Security researchers have revealed how a threat group associated with the Iranian government used fake domains that contained over 300 spoofed websites and login pages of universities in over fourteen countries, including the UK, the U.S., and Australia.
Back in July, Action Fraud sounded an alert about an elaborate domain-spoofing operation carried out by cyber criminals who mimicked domains of well-known UK universities in order to defraud British and European supply companies out of vast sums of money.
"Fraudsters are registering domains that are similar to genuine university domains such as xxxxacu-uk.org, xxxxuk-ac.org, and xxxacu.co.uk. These domains are used to contact suppliers and order high-value goods such as IT equipment and pharmaceutical chemicals in the university’s name," the watchdog said.
According to Action Fraud, fraudsters behind the operation caused losses of over £350,000 to unsuspecting suppliers. "This type of fraud can have a serious impact on businesses. This is why it’s so important to spot the signs and carry out all the necessary checks, such as verifying the order and checking any documents for poor spelling and grammar," said Pauline Smith, director of Action Fraud.
The warning bell sounded by Action Fraud wasn't the first time that universities were alerted to elaborate domain-spoofing campaigns orchestrated by cyber criminals. In July last year, Newcastle University warned prospective students to stay away from a fake website that looked identical to its own website and asked visitors to pay admission and course fees on the website itself aside from sharing their personal details.
----------------
SET OF TASKS:
#1 Can you condense the paragraph beginning "According to Action Fraud, fraudsters behind the operation" from the university domain-spoofing article into a shorter version that keeps its main facts?
#2 Answer these questions using the university domain-spoofing article:
(a) How many spoofed websites and login pages did the fake domains contain?
(b) What high-value goods did the fraudsters order in the universities' names?
(c) Which university warned prospective students about a fake copy of its website in July last year?

EXCERPTED DATA:
----------------
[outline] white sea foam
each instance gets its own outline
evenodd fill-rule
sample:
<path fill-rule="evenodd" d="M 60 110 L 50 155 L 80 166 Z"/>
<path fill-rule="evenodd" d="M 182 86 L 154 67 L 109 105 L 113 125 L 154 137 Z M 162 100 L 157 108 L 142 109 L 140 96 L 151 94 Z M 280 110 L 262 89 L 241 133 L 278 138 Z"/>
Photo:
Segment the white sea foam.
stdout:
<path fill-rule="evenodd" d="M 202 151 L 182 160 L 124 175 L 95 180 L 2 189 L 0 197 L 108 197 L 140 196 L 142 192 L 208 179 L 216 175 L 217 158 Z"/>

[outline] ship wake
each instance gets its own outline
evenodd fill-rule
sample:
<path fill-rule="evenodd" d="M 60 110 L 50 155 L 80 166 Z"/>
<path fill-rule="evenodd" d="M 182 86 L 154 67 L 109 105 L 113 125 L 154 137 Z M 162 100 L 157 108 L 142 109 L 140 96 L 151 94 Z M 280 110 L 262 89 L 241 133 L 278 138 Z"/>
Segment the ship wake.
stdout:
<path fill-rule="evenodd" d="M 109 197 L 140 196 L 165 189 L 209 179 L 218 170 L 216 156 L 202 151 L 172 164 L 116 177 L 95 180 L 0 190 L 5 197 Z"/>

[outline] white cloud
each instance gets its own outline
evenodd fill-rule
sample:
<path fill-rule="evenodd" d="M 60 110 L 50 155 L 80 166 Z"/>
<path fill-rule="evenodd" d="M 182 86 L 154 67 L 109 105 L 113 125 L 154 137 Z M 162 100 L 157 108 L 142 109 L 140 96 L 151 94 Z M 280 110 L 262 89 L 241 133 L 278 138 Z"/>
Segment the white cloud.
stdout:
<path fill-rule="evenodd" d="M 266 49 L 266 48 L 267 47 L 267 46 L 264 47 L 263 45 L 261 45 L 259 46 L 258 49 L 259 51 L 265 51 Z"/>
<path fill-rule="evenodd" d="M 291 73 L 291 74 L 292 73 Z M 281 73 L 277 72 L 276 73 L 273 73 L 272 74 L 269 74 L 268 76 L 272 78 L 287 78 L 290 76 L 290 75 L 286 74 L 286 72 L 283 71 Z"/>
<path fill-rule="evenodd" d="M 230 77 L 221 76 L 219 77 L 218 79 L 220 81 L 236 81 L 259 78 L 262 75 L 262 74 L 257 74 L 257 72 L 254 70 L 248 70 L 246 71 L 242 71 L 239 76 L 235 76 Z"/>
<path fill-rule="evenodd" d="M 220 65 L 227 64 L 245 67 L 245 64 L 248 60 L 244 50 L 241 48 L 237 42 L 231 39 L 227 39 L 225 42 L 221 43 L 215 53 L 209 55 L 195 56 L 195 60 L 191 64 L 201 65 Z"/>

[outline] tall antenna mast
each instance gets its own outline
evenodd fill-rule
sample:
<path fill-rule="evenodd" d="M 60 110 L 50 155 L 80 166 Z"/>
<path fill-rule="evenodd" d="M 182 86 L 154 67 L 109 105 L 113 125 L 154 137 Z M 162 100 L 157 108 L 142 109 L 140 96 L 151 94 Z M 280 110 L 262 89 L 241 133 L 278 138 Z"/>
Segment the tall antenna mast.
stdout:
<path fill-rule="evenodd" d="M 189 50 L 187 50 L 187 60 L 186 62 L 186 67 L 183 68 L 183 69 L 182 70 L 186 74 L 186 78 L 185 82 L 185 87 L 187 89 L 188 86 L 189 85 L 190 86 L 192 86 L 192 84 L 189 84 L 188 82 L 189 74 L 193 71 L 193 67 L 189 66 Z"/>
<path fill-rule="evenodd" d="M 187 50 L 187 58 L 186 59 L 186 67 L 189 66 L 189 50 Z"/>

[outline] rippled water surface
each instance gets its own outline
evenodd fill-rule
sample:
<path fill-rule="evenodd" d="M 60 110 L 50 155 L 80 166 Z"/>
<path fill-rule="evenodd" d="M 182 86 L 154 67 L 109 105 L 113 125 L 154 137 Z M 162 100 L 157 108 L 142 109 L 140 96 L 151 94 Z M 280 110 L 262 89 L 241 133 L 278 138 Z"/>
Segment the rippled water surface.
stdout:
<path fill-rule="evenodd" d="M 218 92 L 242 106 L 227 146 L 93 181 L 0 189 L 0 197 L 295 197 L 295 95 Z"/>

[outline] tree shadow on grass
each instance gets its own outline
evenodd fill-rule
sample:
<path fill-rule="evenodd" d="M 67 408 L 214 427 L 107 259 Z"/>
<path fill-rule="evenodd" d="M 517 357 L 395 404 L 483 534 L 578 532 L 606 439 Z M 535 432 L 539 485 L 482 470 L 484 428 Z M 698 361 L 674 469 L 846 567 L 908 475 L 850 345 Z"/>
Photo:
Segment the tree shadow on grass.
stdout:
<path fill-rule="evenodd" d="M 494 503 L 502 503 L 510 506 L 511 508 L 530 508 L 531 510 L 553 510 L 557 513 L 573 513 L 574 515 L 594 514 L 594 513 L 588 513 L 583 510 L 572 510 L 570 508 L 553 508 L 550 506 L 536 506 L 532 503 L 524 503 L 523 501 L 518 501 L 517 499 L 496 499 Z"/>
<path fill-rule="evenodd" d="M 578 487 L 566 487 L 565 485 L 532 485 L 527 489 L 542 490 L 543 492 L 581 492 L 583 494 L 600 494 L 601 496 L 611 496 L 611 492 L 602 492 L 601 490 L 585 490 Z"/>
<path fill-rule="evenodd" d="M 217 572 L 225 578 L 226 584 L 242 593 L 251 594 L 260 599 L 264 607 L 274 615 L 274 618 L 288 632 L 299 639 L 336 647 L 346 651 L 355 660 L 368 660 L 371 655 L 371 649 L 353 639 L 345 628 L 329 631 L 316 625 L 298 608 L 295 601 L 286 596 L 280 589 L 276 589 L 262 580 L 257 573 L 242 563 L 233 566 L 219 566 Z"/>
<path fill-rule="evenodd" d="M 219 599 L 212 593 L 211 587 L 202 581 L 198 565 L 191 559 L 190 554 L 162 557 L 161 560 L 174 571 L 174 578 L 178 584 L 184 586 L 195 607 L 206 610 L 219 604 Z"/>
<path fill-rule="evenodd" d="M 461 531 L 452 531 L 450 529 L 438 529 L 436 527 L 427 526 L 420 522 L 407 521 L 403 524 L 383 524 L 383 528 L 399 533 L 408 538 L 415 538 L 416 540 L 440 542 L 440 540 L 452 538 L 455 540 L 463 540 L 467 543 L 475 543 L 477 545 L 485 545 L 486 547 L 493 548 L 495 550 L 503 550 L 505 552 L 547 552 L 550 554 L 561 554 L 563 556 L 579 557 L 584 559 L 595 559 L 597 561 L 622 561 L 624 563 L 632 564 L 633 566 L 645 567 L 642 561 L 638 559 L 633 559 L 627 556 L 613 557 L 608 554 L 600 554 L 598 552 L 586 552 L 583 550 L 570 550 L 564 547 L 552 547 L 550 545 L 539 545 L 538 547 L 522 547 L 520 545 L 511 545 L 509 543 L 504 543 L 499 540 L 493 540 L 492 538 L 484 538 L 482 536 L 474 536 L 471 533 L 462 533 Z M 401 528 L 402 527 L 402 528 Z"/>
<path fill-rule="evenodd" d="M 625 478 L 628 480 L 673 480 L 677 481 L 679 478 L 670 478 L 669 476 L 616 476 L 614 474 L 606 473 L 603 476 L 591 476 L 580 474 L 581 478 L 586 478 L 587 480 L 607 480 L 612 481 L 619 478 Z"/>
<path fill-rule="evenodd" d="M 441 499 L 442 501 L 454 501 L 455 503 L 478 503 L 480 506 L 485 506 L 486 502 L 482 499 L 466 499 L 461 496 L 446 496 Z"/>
----------------
RESULTS FOR THE EXERCISE:
#1 Action Fraud reports that the scheme cost unsuspecting suppliers over £350,000. Pauline Smith, the director of Action Fraud, warned that this kind of fraud can seriously harm businesses. She urged them to spot the signs and carry out checks, such as verifying orders and looking for poor spelling and grammar in documents.

#2
(a) Over 300.
(b) IT equipment and pharmaceutical chemicals.
(c) Newcastle University.